• Exercise brief:
Format the lines below as a numbered list, omitting blank lines and leaving out the pictures.

• Dataset entries:

------------------------

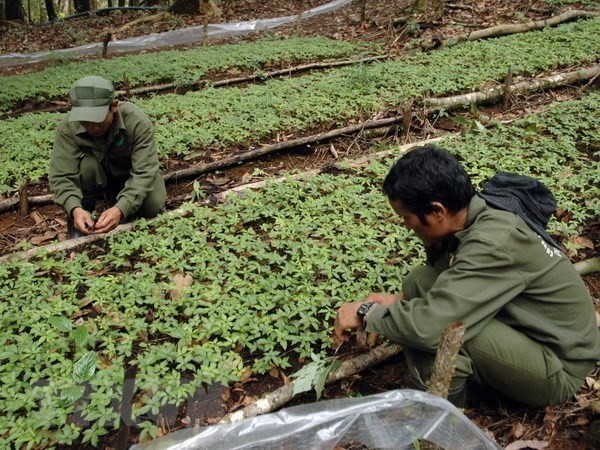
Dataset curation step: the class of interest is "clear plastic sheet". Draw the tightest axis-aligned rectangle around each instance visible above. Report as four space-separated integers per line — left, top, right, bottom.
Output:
130 389 501 450
0 0 353 67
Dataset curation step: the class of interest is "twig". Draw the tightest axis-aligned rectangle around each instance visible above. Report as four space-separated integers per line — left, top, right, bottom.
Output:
427 322 466 398
219 344 402 423
423 64 600 109
574 256 600 276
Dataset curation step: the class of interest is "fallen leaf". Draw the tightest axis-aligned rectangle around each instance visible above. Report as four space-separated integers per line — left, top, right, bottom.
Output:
206 177 231 186
571 236 594 250
170 272 194 300
31 211 46 225
504 441 548 450
242 172 253 184
240 366 254 383
29 231 59 245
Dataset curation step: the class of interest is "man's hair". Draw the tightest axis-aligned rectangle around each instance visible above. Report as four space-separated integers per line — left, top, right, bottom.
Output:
383 145 475 223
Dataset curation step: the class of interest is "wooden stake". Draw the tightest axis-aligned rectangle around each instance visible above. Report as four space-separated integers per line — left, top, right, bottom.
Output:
202 16 208 45
19 180 29 217
502 67 512 111
219 344 402 423
427 322 467 398
102 33 112 58
296 11 302 36
123 73 131 98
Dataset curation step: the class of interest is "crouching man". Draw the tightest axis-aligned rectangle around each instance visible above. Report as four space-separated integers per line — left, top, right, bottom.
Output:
49 76 166 238
335 146 600 406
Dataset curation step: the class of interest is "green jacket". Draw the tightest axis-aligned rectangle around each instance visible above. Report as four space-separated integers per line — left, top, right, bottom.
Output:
367 196 600 378
49 102 160 217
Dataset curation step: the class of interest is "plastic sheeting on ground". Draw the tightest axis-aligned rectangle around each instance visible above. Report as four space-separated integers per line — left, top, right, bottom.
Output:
131 389 501 450
0 0 353 67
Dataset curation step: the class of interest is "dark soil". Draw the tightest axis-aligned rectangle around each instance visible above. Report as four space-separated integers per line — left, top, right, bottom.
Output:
0 0 600 449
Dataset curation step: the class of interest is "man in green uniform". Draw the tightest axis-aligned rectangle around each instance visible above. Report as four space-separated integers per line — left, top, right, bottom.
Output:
335 146 600 406
49 76 166 237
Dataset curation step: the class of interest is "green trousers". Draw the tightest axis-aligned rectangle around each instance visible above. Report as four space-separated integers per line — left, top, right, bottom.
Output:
403 266 583 406
79 156 167 218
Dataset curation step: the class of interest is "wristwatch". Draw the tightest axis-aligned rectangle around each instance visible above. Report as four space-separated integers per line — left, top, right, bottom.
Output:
356 302 375 326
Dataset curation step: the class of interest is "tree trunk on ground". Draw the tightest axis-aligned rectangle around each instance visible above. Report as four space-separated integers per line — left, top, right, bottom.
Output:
5 0 25 21
44 0 57 22
219 344 402 423
170 0 200 14
427 322 466 398
73 0 92 13
413 0 446 20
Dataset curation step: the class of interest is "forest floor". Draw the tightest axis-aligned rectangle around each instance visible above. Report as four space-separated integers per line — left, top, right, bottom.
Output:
0 0 600 450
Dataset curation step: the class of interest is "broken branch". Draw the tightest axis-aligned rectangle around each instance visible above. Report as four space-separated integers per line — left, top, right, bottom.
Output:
219 344 402 423
427 322 466 398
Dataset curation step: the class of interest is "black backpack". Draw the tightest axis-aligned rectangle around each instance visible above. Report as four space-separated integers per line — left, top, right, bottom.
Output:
477 172 560 249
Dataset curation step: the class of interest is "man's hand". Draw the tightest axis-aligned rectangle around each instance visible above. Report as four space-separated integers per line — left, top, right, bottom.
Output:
94 206 123 234
71 207 94 234
365 292 404 305
333 302 364 344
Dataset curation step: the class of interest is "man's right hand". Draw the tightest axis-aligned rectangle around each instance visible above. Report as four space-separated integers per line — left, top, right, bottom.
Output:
71 207 94 234
365 292 404 305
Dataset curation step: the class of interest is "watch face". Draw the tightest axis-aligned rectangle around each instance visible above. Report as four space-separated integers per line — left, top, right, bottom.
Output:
356 303 374 319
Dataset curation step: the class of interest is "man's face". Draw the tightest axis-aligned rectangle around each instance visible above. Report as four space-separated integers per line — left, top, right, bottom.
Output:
79 103 117 137
390 200 452 247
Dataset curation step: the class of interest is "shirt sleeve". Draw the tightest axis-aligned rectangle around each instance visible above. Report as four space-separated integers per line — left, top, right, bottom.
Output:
367 238 526 352
48 121 83 216
115 111 160 217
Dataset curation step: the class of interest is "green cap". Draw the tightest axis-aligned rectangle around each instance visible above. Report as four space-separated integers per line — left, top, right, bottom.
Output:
69 76 115 123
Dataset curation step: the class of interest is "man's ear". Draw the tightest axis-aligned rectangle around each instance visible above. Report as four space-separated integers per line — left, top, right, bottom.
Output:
429 202 448 222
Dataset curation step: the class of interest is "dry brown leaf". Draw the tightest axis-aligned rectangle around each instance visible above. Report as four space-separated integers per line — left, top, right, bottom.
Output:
29 231 58 245
240 366 254 383
242 395 258 406
589 400 600 414
508 422 525 439
170 273 194 300
571 236 594 250
31 211 46 225
504 441 548 450
242 172 253 184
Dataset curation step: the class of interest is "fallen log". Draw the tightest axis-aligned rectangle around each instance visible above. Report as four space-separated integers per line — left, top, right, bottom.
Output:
115 55 389 96
219 344 402 423
462 9 600 42
427 322 467 398
423 64 600 112
0 138 441 262
164 117 402 181
574 256 600 276
0 64 600 212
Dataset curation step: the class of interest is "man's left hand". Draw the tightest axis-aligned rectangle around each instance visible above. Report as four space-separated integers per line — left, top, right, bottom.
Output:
94 206 123 234
333 302 364 343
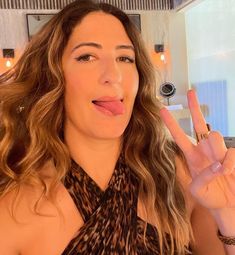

------------------------

• Task result:
1. Dataset curation step: the class of interest is "clear plastic sheet". Draw the tightest axis-aligned rectangle around each instance visible above. Report as four space-separated integers per line — left, top, right, bottom.
2. Output:
3. 130 389 501 450
4. 0 0 353 67
5. Dataset curation step: the class of interest is "twig". Draw the tightest axis-aligned rectangle around each instance visible above. Report as four space-separated integers per line — left, top, right, bottom.
6. Output:
7. 427 322 466 398
8. 219 344 402 423
9. 423 64 600 109
10. 574 256 600 276
11. Dataset curation step: the class of interest is "fallen leaf". Draw the tightest axis-aligned rectangle around each instance visible above. Report as four space-separated integers per line — left, top, right, bottom.
12. Output:
13. 206 177 231 186
14. 571 236 594 250
15. 170 272 194 300
16. 31 211 46 225
17. 504 441 548 450
18. 242 172 253 184
19. 240 366 254 383
20. 29 231 59 245
21. Dataset curation step: the class of interest is "man's hair". Draw the tightest axis-aligned rectangle around each instance visible above. Report as four space-separated integers per line — left, top, right, bottom.
22. Output:
23. 383 145 475 223
24. Dataset curation step: the class of interest is "wooden stake". Draw the tightest axis-aligned rectangle around each instance visible above. Report as four space-separated integers per line — left, top, right, bottom.
25. Output:
26. 202 16 208 45
27. 19 180 29 217
28. 502 67 512 111
29. 219 344 402 423
30. 427 322 467 398
31. 102 33 112 58
32. 296 11 302 36
33. 123 73 131 98
34. Dataset curation step: the class of interest is "crouching man". Draw the tightest axis-aligned rectangle around each instance visible above. Report as four space-separated integers per line — left, top, right, bottom.
35. Output:
36. 49 76 166 238
37. 335 146 600 406
38. Dataset curation step: the class of interest is "green jacket". Draw the tightest axis-aligned rectangle around each instance visible above. Report as four space-separated integers per line — left, top, right, bottom.
39. Output:
40. 367 196 600 378
41. 49 102 160 217
42. Dataset curation step: the class of interest is "plastic sheeting on ground". Draw the tightest axis-aligned rectangle around each instance visible above. Report as four space-separated integers per line — left, top, right, bottom.
43. Output:
44. 131 389 501 450
45. 0 0 353 67
46. Dataset curation step: the class of interest is "dark soil". Draw the tightest axis-aligned rectangle around each instance visible above. Report as four space-separated integers per line — left, top, right, bottom.
47. Output:
48. 0 0 600 449
49. Dataset curation step: the class of interest is "man in green uniform". Draw the tightest axis-aligned rectangle around each instance visible above. Report as four space-separated integers per line — left, top, right, bottom.
50. Output:
51. 335 146 600 406
52. 49 76 166 237
53. Dataset curation step: the class of interest is "green trousers". Draw the tightest axis-aligned rectangle around each instance visible above. Report as four space-separated integers per line — left, top, right, bottom.
54. Output:
55. 403 266 583 406
56. 79 156 167 218
57. Dataset curation step: the class of interest is "wristwatch". Draw the tightest axis-aligned rectangle around each instance visible above. Report as four space-separated integers per line — left, top, right, bottom.
58. Output:
59. 356 302 375 326
60. Dataset curation step: the class of interest is "tree trunk on ground". Draw the tightest axis-aligned rectangle around each instance visible above. Report as four space-separated integers per line — left, top, right, bottom.
61. Output:
62. 5 0 25 21
63. 44 0 57 22
64. 219 344 402 423
65. 170 0 200 14
66. 427 322 466 398
67. 73 0 92 13
68. 413 0 446 20
69. Dataset curation step: the class of interest is "forest floor". Draw the tightest axis-aligned rectangle around each instance visible above. Report as four space-separated integers per line — left, top, right, bottom.
70. Output:
71. 0 0 600 450
72. Dataset curation step: the class of interest is "broken branch". Draw the tightest axis-aligned rectangle around each instance visible above. Report as four space-separated integers per line — left, top, right, bottom.
73. Output:
74. 219 344 402 423
75. 427 322 466 398
76. Dataset curation step: the class of interest is "black backpack". Draw the tightest axis-aligned rectangle around each instance visible above. Report as four space-separated integers per line — left, top, right, bottom.
77. Output:
78. 477 172 560 249
79. Dataset curation step: the class of interest is "man's hand". Draw the tightest axis-aligned rectangle around each instance visible above. Report as four space-separated integers per line — left, top, right, bottom.
80. Output:
81. 94 206 123 234
82. 71 207 94 234
83. 365 292 404 305
84. 333 302 364 344
85. Dataset curation step: the class of interest is "man's right hand". Draw the tightest axis-aligned rectangle around each instance visible above. Report as four space-separated integers per line — left, top, right, bottom.
86. Output:
87. 71 207 94 234
88. 365 292 404 305
89. Dataset curation step: the class of interest is "watch face". Draw the tightest axis-aligned rectangle around each instance visible above. Report as four space-separated integers per line — left, top, right, bottom.
90. Output:
91. 356 303 374 319
92. Dataset curation step: the class of interest is "man's face". Draw the tightest axis-aligned rectangle around each instance visible above. Report as four space-separated integers per line — left, top, right, bottom.
93. Output:
94. 79 103 117 137
95. 390 200 452 247
96. Dataset curation step: the class of interest is "shirt sleeve". Draw the tightest axis-aligned rectangle around each instance visible above. Report as four space-separated integers per line — left, top, right, bottom.
97. Output:
98. 367 238 526 352
99. 48 121 83 216
100. 115 111 160 217
101. Dataset curation step: the class of interest is "green cap". Draw the tightest axis-aligned rectangle around each instance visible above. Report as four space-separated integers per line — left, top, right, bottom.
102. Output:
103. 69 76 115 123
104. Dataset curation step: the class of interest is "man's ear". Draw the tightest axis-aligned rectangle around each instance visible above. Report as four space-separated integers per line — left, top, right, bottom.
105. Output:
106. 429 202 448 222
107. Dataset curation step: the class of interest is "dry brown leaf". Draw the tightest axis-aligned rectangle around each instance visible above. Report as four space-separated integers per line — left, top, right, bottom.
108. Output:
109. 29 231 58 245
110. 240 366 254 383
111. 242 395 258 406
112. 589 400 600 414
113. 508 422 525 439
114. 170 273 194 300
115. 571 236 594 250
116. 31 211 46 225
117. 504 441 548 450
118. 242 172 253 184
119. Dataset curation step: the class of interest is "fallen log". Draw the tightest axis-aligned rectangle around each instance visible above. Report as four space-separated integers per line — left, top, right, bottom.
120. Output:
121. 115 55 389 96
122. 219 344 402 423
123. 462 9 600 42
124. 427 322 467 398
125. 423 64 600 112
126. 0 138 441 262
127. 164 117 402 181
128. 574 256 600 276
129. 0 64 600 212
130. Dataset curation step: the class of interest is "man's left hand". Draw the tightest axis-aligned rectangle around each instance visible above. Report as four space-separated integers per line — left, top, right, bottom.
131. Output:
132. 94 206 123 234
133. 333 302 364 343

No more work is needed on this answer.